**Work to do:** Carry on the article about the Bitcoin Policy Institute's report on opposition to data centers, picking up after its final sentence.

── Selected passage ──

A study released this week by the Bitcoin Policy Institute, a crypto- and AI-buildout advocacy nonprofit, names what it calls a China-tied "ground game" network as the force behind roughly $23.6 billion in delayed, blocked, or reduced U.S. data center investment, including four Wisconsin projects. The figure is BPI's, not an independent estimate, and the institute has a visible institutional stake in the conclusion it is drawing.
The report, Foreign Influence Part II, argues that Neville Roy Singham, a U.S.-born donor now based in Shanghai and reportedly under federal scrutiny, has channeled money through the Party for Socialism and Liberation, a small U.S. Marxist-Leninist party, into more than 20 local data center campaigns across 14 states. According to BPI's tally, those campaigns produced 10 local moratoria, 1 permanent ban, and 4 rejected or scrapped projects. BPI frames the PSL work as the domestic arm of a broader Singham-funded influence network it ties to the Chinese government.

───
── Entries supplied ──

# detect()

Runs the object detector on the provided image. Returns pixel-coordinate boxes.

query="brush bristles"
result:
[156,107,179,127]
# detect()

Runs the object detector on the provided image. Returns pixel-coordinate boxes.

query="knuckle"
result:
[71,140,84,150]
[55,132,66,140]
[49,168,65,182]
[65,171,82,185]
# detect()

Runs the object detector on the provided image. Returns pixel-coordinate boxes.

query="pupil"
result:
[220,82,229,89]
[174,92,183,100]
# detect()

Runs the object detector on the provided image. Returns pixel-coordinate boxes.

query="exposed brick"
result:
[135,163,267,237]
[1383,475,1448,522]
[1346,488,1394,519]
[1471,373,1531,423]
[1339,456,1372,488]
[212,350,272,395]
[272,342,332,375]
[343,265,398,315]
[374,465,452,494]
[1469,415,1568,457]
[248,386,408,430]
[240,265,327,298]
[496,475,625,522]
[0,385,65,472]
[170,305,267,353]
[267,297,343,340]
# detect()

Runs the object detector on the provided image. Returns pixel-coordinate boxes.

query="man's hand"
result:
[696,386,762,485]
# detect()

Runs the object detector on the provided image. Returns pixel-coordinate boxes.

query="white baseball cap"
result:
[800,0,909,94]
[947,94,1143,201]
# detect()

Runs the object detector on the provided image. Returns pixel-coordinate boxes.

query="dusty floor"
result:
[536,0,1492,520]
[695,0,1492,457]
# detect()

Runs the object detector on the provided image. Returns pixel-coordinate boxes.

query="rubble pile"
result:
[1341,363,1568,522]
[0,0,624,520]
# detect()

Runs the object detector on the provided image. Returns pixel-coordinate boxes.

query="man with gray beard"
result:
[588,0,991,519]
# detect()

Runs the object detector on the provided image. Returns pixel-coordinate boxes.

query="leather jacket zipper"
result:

───

**Exercise response:**
The Wisconsin case anchors the story. BPI says PSL worked locally and made financial investments that helped stop a $12 billion Blackstone-backed hyperscale data center campus planned for DeForest, a Madison suburb. Separately, voters in Port Washington, a small city on Lake Michigan, approved an anti-data center referendum in April that limits large project siting along the city's waterfront. WSAU's summary of the BPI report points to "increased support for the Port" project as part of the same influence pattern, though the underlying BPI text was truncated in the version reviewed here and the specific Port claim should be re-checked against the original PDF before being repeated as fact.
The two layers need to be held apart.
The local civic opposition is a real story with its own substance. Wisconsin regulators ruled in April that data centers must cover the full cost of the electric grid upgrades their load requires, according to Wisconsin Watch. State lawmakers are weighing multiple bills that would tighten siting, water-use disclosure, and local-control requirements, according to legislative trackers maintained by WEDA and Wisconsin Rivers. Communities along Lake Michigan and in the Madison suburbs have organized around drinking-water competition, electricity rate increases, and the visual footprint of hyperscale campuses. Those concerns long predate any foreign-funded amplification. Treating the organizing purely as a foreign-tied psyop would erase the legitimate local stakes.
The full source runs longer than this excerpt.